━━━━━ Selected text ━━━━━

Mizuno Wave Rider 21 Review

by solereview
Published: Last Updated on


Mizuno’s marketing pitch: Consistently better.

Upper: Engineered mesh, synthetic leather, molded TPU.

Midsole: Dual-density foam, thermoplastic Wave plate. 12 mm heel offset.

Outsole: Hard carbon rubber under the heel, softer blown rubber under the forefoot.

Weight: 272 gms/ 9.6 Oz for a half pair of Men's US 9/UK 8/EUR 42.5/CM 27

Widths available: D - regular (reviewed), 2E - Wide.

Mizuno’s popular neutral trainer only receives minor updates, so there isn’t much difference between the Rider 20 and 21. You still get the semi-firm ride and the spacious upper.
Supportive ride, roomy forefoot and toe-box
The ride is a bit clunky (as always), unresponsive forefoot, the upper is better off without the stitched side logos



If an updated running shoe model keeps the same midsole and only makes minor changes to its upper, then reviewing it should be easy, yes?

It’s quite the opposite. In this case, the Mizuno Wave Rider 21 is very similar to the 20. The midsole and outsole are the same old. The upper gets a few updates, but nothing which upsets the fit character. So what do you say about the ‘new’ Wave Rider which hasn’t been said before?

And we all know that a Mizuno stays a Mizuno, as long as the plastic Wave plate continues to be a part of the midsole. As a result, the Rider 21 has an identical firm-ish ride quality as the 20. The upper fits the same too except for the slightly softer heel collar and a relaxed forefoot.



The Rider 21’s upper design is very close to the 20. So much so, that if you made both in the exact color combination, it’ll be hard to tell them apart. The toe-box has a stitched bumper, and the forefoot is made of an engineered mesh which combines selective ventilation with supportive areas.

━━━━━ Listed records ━━━━━

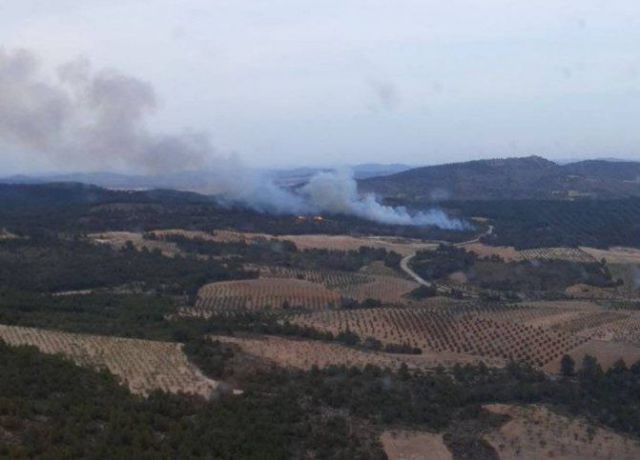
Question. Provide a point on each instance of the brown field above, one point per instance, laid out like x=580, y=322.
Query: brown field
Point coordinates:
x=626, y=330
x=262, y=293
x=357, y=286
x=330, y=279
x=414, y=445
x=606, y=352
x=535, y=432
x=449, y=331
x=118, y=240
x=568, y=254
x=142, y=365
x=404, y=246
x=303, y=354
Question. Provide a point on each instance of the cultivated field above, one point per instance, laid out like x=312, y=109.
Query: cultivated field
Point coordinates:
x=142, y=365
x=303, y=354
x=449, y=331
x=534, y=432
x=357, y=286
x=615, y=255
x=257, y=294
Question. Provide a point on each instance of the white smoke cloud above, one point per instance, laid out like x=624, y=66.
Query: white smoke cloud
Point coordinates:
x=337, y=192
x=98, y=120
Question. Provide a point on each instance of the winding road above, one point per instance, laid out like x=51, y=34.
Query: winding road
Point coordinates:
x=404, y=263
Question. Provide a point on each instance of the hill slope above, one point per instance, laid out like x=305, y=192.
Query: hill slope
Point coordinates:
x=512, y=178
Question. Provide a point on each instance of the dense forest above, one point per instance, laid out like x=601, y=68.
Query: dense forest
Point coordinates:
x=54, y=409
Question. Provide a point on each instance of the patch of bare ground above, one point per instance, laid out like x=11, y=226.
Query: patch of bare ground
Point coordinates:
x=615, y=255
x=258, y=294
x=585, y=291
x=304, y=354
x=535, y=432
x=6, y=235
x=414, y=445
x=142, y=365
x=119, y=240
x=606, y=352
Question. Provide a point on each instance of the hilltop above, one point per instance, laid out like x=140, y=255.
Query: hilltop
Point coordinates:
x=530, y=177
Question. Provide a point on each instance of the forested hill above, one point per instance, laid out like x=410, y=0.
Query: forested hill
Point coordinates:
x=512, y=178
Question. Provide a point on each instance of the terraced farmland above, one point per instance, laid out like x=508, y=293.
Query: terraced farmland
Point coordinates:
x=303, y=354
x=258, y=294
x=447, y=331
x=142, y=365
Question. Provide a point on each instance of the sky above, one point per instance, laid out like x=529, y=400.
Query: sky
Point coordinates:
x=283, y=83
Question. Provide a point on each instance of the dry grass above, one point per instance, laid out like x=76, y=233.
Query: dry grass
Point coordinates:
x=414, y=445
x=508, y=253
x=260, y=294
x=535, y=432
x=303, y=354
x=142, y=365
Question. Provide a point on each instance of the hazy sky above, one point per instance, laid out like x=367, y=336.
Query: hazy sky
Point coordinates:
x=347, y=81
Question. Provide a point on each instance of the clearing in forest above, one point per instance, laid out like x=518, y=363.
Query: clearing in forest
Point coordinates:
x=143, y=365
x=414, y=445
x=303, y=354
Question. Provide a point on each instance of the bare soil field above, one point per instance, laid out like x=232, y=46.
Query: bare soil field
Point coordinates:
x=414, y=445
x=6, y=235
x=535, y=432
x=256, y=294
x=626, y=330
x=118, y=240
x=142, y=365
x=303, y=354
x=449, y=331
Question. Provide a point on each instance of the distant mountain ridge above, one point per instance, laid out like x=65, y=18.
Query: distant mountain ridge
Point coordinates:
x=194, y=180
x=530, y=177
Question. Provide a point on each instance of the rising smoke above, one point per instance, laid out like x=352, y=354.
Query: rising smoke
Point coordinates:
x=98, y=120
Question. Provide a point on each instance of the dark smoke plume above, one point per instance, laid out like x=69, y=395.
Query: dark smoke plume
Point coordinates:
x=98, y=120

━━━━━

(Work to complete):
- A) Decide whether each statement below agrees with the Wave Rider 21 review: (i) the Rider 21 keeps the same midsole and outsole as the Rider 20; (ii) the reviewed pair is the 2E wide version; (iii) hard carbon rubber covers the forefoot of the outsole. Answer yes or no for each and quote the words from the review that settle it.
- B) Translate this sentence from the Wave Rider 21 review into Spanish: "The toe-box has a stitched bumper, and the forefoot is made of an engineered mesh which combines selective ventilation with supportive areas."
- C) Pick up the Wave Rider 21 review after its final sentence and keep writing.

(Final answers):
- A)
(i) Yes: "The midsole and outsole are the same old."
(ii) No: "D - regular (reviewed), 2E - Wide."
(iii) No: "softer blown rubber under the forefoot."

- B) La puntera tiene un refuerzo cosido, y el antepié está hecho de una malla técnica que combina ventilación selectiva con zonas de soporte.

- C)
Thick Mizuno logos made out of thick urethane are stitched over the sides. The midfoot panels are dual-layered, revealing cosmetic details under a thin net mesh. The heel has a hard internal counter with glossy detailing on the outside.


The tongue is unsleeved, and the lacing area is reinforced with stitched synthetic leather. There’s no tongue slide due to the wide flap which restricts sideways movement.

So that’s it? No changes on the 21 over the 20? But we used the word ‘similar’ instead of ‘identical,’ so there are a couple of tweaks after all. The Rider 21’s outer heel collar uses a softer fabric on the outside. While the amount of foam padding hasn’t changed, but the collar becomes softer due to the material update.

In the front, the synthetic toe-bumper is a mite shorter on both sides. This means that there’s more open mesh between the toe-bumper and the molded midfoot logo. Consequently, there’s a minor update to the Rider 21’s fit quality.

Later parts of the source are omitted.